- **Objective**
Rescale all of the material below by copying every line of it into your answer except the pictures, multiplying each x and y coordinate in the point lines by 2.35 and rounding to whole numbers, with halves rounded up.

- **Extracted records**
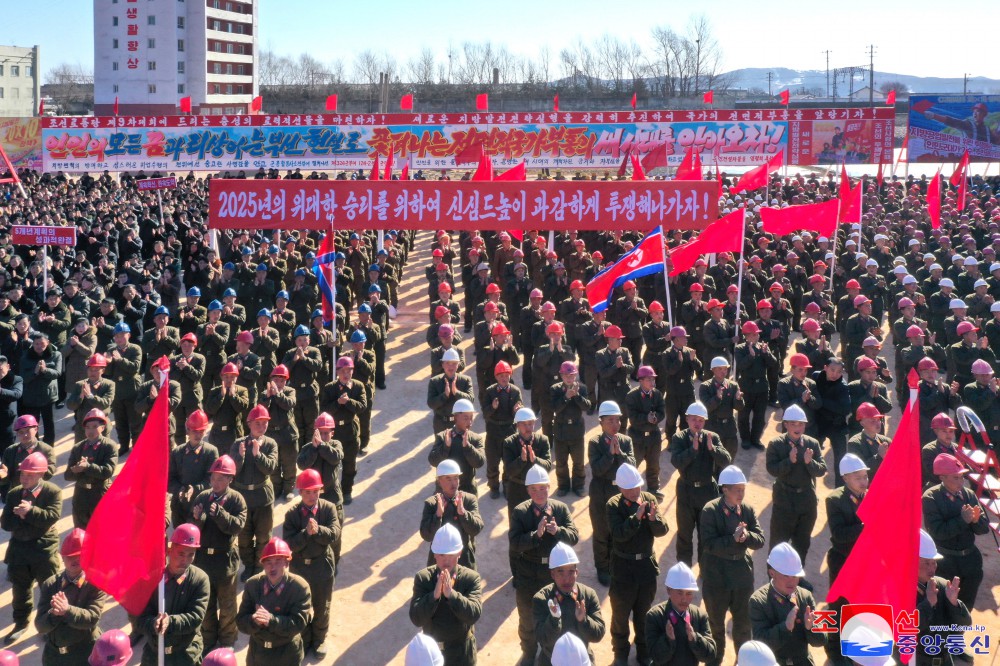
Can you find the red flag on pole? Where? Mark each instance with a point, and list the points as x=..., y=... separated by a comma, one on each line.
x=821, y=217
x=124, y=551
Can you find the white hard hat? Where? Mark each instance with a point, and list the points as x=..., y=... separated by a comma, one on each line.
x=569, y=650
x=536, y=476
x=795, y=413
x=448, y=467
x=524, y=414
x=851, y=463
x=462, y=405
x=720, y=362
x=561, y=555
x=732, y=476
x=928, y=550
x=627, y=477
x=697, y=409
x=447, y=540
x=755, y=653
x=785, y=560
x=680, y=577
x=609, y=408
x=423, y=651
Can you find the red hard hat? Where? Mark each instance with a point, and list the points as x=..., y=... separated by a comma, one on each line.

- **Output below**
Can you find the red flag on pole? Where? Mark each instance with a point, and list the points as x=..., y=... separated by a comma, one on each line.
x=1929, y=510
x=291, y=1295
Can you find the white hard hat? Where? Mark each instance with a point, and list the points as x=..., y=... separated by a comma, one on each line.
x=1337, y=1528
x=1260, y=1119
x=1868, y=971
x=1053, y=1097
x=1231, y=973
x=2000, y=1088
x=1086, y=952
x=1692, y=851
x=1318, y=1304
x=1720, y=1119
x=2181, y=1293
x=1473, y=1121
x=1638, y=961
x=1050, y=1269
x=1774, y=1535
x=1845, y=1316
x=1598, y=1356
x=1431, y=959
x=994, y=1530
Can you find the red hard hat? Where? Mark each instance with a point, and list the points as x=..., y=... separated by a comma, one on each line.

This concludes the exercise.